Dissertations, Theses, and Capstone Projects

Date of Degree

9-2021

Document Type

Dissertation

Degree Name

Ph.D.

Program

Physics

Advisor

Marilyn R. Gunner

Committee Members

Themis Lazaridis

Thomas P. Kurtzman

Nicolas Biais

David Vinyard

Subject Categories

Biological and Chemical Physics

Keywords

proton transfer, gramicidin, bRC, hydrogen bond network

Abstract

Water molecules play a key role in all biochemical processes. They help define the shape of proteins, and they are reactant or product in many reactions and are released as ligands are bound. They facilitate transfer of protons through transmembrane proton channel, pump and transporter proteins. Continuum electrostatics (CE) force fields such as used in MCCE (Multi-Conformation Continuum Electrostatics) capture electrostatic interactions in biomolecules with an implicit solvent, to give the averaged solvent water equilibrium properties. Hybrid CE methods can use explicit water molecules within the protein surrounded by implicit solvent. These hybrid methods permit the study of explicit hydrogen bond networks within the protein and allow analysis of processes such as proton transfer reactions. Yet hybrid CE methods have not been rigorously tested. Here we present an explicit treatment of water molecules in the Gramicidin A channel using MCCE and compare the resulting distributions of water molecules and key hydration features against those obtained with explicit solvent Molecular Dynamics (MD) simulations with the non-polarizable CHARMM36 and polarizable Drude force fields. CHARMM36 leads to an aligned water wire in the channel characterized by a large absolute net water dipole moment; the MCCE and Drude analysis lead to a small net dipole moment as the water molecules change orientation within the channel. The correct orientation is not as yet known, so these calculations identify an open question.

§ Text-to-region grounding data
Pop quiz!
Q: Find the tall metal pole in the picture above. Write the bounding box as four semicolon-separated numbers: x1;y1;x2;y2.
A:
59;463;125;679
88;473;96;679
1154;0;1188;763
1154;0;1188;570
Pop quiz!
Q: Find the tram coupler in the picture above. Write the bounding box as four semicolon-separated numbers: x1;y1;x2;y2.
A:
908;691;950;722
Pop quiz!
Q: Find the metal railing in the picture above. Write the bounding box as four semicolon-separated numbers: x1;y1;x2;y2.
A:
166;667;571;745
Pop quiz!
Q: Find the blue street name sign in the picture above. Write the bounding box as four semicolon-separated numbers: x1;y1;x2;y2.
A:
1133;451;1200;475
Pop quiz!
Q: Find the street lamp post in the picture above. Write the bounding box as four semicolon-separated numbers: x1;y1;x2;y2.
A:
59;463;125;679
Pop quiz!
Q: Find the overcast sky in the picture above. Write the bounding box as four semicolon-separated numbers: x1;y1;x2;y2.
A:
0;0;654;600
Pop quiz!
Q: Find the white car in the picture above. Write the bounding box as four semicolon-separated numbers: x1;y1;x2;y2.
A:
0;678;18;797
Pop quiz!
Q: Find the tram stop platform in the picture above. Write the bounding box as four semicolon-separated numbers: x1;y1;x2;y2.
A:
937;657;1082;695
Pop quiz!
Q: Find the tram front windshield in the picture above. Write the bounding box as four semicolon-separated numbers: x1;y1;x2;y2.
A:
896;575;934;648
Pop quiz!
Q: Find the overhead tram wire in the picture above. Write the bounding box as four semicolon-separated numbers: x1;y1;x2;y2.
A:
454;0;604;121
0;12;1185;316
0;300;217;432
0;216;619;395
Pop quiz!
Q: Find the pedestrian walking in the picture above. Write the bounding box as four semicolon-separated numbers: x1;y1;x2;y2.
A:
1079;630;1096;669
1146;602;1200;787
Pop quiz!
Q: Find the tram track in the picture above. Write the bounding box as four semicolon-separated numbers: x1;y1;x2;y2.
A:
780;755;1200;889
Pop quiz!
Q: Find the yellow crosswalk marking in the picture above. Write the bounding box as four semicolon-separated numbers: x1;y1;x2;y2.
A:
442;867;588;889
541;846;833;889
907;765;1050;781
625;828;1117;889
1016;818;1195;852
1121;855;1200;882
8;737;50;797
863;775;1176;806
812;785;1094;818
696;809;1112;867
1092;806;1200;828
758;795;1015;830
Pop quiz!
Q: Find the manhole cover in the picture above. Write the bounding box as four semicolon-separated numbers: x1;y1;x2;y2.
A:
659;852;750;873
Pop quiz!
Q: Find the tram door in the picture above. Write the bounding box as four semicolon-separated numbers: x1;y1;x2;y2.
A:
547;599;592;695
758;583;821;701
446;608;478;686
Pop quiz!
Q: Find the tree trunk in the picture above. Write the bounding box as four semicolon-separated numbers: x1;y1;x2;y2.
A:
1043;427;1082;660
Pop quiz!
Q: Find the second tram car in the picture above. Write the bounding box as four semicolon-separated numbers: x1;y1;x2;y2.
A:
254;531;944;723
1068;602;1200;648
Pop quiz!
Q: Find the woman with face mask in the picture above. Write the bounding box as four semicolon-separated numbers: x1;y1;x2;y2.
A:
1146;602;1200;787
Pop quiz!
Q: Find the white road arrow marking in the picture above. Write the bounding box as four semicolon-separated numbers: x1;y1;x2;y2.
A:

§ STUDY QUESTIONS
**1)** According to the abstract, why do the water-orientation calculations in the Gramicidin A channel identify an open question?
**2)** Extend the abstract on explicit water in the Gramicidin A channel, beginning after its final sentence.

§ ANSWERS BY TASK
**1)** CHARMM36 produces an aligned water wire with a large absolute net water dipole moment. MCCE and the Drude force field instead yield a small net dipole moment because the water molecules change orientation within the channel. The correct orientation is not yet known, so the disagreement remains unresolved.

**2)**
The bacterial reaction center, bRC carries out a series of electron and proton transfer reactions following absorption of a photon. bRCs catalyze the sequential transfer of two electrons and two protons to reduce the ubiquinone bound in the QB site, to produce the product QH2, which dissociates from the protein. PSII uses plastoquinone as QB, carrying out the same reactions to create a reduced quinone product. However, in PSII the QB site is close to the stromal surface, while in bRCs the H subunit caps the protein, requiring a longer path for protons to enter to bind to the quinone.

In bRCs a large number of acidic or basic residues buried in the protein near QB influence the electrochemistry of the quinone and provide a tangled web of possible paths for proton transfer. The system has been very well studied by site-directed mutagenesis. These studies show that Asp-L210 and Asp-L213 may share a proton in the ground state, serving as a proton loading site (PLS) for the first proton delivered to the quinone, Glu-L212 is the PLS for the second proton provided to QB. bRCs also have a well characterized external cluster made up of Asp-H124, His-H126, His-H128 which are proposed to be a proton collection site. In this thesis, MD simulation for wild-type and mutants bRCs with network analysis was used to investigate the role of these residues in proton pathways by tracing the complex H-bond networks in bRCs. The hydrogen bond network for the mutant AspL213Asn shows large change in the connections between polar residues and QB indicating this residue plays a key role in proton transfer. Other mutations changed: His-H126/128, which have the most of connections between surface and inner residues; Asp-L210/M17, which mostly connect with surface residues. H126/128 and Asp L210/M17 have been proposed as entries for protons and either could be an alternative choice if the other is blocked.